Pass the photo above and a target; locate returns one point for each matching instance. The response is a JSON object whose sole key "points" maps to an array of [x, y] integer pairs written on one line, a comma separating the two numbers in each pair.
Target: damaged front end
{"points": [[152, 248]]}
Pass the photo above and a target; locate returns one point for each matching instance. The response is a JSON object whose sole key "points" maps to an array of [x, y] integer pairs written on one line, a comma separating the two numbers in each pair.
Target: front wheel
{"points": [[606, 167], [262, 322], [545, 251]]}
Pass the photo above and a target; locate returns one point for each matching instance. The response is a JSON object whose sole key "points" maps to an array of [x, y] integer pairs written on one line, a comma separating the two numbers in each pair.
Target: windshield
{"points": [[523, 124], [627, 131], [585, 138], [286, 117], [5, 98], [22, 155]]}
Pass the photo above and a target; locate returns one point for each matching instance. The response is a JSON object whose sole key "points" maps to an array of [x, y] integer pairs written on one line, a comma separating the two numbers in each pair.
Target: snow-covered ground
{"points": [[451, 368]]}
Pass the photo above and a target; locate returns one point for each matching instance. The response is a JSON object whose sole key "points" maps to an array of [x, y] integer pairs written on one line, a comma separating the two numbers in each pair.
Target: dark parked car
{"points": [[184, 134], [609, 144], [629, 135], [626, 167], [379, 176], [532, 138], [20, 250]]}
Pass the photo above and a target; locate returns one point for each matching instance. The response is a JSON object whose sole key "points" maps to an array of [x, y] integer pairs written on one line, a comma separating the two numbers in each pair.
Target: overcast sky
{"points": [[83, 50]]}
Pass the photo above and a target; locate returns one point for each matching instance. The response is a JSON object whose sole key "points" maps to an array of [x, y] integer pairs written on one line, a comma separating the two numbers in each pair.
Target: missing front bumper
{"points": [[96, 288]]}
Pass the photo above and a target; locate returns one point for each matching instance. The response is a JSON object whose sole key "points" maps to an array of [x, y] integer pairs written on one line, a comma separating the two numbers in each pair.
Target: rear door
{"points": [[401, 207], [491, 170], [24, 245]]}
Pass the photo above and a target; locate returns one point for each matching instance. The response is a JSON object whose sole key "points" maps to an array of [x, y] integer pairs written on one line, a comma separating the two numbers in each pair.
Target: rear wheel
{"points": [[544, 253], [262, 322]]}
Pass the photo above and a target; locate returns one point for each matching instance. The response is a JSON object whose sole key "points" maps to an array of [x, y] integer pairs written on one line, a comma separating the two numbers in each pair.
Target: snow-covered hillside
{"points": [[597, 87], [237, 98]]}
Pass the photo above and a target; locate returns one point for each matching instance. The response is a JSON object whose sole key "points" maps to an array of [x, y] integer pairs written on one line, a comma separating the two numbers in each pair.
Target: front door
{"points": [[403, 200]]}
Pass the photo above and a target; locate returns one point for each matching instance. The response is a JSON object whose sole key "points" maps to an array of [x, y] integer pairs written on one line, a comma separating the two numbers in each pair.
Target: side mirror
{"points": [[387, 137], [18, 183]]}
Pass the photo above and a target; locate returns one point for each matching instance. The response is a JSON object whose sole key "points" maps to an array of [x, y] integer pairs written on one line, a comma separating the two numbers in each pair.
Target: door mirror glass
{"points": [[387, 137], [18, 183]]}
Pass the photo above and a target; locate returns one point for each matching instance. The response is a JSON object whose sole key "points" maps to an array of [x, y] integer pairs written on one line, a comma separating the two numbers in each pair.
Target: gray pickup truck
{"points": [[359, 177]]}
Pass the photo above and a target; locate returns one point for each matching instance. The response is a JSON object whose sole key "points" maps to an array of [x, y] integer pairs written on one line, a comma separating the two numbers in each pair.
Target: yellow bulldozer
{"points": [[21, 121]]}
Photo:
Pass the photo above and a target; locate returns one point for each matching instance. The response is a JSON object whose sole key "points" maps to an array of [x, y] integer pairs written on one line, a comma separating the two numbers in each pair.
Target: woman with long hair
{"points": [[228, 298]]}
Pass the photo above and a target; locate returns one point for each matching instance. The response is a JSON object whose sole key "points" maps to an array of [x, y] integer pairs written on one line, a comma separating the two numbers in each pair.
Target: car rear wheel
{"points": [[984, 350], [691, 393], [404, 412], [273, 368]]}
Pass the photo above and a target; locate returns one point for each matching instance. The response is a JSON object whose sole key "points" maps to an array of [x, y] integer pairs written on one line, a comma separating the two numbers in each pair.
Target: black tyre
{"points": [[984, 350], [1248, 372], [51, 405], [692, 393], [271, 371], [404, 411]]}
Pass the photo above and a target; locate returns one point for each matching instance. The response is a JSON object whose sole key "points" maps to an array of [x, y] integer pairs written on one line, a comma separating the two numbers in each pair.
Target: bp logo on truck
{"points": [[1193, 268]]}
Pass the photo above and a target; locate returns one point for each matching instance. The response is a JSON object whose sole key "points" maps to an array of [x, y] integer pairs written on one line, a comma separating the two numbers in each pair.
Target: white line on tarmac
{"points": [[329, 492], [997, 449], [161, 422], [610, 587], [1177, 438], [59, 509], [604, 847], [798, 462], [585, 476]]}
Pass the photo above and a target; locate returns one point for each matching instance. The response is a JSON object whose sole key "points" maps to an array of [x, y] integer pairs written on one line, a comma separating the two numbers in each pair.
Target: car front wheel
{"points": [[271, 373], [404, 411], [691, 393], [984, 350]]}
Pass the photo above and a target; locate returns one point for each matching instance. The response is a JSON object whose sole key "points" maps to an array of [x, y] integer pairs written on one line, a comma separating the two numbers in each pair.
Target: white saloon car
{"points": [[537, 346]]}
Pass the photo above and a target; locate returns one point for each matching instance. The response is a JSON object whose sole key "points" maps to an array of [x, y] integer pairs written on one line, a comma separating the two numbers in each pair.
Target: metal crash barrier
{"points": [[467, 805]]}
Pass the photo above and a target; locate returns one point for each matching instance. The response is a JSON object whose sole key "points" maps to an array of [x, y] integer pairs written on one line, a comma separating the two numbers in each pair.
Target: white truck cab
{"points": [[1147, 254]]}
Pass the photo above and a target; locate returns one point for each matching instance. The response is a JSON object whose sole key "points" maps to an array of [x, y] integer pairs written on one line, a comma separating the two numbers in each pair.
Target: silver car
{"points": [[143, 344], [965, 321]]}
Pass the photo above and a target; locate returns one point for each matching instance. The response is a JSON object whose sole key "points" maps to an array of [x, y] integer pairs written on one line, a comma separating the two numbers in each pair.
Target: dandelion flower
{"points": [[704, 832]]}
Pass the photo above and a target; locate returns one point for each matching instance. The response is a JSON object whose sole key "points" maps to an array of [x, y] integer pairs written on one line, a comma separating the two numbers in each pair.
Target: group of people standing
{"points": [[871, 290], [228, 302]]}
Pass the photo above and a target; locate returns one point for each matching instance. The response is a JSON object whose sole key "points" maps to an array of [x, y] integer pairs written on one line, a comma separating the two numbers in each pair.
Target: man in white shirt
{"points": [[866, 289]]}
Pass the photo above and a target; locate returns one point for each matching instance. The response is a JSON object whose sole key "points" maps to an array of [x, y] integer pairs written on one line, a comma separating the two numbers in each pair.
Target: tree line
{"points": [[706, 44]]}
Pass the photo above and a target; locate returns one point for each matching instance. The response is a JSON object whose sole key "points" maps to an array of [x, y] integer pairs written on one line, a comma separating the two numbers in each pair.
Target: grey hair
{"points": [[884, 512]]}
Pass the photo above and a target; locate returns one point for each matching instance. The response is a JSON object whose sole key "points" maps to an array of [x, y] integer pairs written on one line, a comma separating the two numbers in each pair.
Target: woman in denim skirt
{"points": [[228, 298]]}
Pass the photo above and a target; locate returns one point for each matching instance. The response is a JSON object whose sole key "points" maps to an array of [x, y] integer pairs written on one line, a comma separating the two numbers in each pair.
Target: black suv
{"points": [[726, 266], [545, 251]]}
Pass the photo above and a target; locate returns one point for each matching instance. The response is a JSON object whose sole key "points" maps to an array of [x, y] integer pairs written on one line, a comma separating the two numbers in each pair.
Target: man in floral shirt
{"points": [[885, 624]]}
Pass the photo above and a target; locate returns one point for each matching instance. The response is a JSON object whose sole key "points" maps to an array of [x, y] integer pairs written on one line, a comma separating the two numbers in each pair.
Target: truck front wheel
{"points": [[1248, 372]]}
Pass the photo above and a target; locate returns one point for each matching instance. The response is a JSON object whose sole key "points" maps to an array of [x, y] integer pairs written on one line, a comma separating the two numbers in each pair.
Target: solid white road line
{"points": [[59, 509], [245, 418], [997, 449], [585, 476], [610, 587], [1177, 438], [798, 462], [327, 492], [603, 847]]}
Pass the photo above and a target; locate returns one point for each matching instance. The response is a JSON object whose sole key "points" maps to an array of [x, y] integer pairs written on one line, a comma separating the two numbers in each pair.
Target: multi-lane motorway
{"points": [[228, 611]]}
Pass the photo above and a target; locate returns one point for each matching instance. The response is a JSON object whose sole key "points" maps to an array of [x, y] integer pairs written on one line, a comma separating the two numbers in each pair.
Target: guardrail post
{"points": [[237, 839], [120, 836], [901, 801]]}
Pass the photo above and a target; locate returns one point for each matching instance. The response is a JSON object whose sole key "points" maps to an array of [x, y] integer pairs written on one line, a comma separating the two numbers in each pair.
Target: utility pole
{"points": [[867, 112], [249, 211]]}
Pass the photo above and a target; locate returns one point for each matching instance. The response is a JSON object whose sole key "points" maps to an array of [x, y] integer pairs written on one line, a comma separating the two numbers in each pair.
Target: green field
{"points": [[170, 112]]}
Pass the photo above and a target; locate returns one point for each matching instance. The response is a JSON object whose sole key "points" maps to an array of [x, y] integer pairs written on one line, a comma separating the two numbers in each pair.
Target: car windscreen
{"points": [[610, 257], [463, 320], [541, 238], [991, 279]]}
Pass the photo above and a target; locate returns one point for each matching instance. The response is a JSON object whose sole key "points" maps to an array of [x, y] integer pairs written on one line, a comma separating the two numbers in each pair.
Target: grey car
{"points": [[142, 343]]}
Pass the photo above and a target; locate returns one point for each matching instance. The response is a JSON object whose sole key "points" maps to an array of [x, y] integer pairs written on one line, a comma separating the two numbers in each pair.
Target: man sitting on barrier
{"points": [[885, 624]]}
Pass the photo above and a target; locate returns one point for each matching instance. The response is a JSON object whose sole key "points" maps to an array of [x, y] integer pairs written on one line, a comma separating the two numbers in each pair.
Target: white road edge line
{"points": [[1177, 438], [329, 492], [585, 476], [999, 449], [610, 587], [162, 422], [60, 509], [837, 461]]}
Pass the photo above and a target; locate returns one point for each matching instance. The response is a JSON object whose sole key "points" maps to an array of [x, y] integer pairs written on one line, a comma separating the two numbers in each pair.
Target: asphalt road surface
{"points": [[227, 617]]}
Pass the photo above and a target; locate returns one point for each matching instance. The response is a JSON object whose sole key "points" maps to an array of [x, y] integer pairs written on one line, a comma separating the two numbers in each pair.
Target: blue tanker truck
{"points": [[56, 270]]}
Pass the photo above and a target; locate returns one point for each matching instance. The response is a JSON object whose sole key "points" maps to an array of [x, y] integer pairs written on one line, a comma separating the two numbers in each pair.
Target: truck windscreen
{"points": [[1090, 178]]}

*TASK TO COMPLETE*
Give the stretch of lines from the very first one through the line containing "Target: damaged front end" as a JSON list of strings, one string per line, with blank lines left out.

*TASK OUTPUT*
[
  "Pass the photo above and a target; locate returns one point for each matching instance. The response is a JSON object whose sole key \"points\" maps to an array of [x, y] integer pairs written on one line, a comma separating the two numbers in each pair.",
  "Target: damaged front end"
]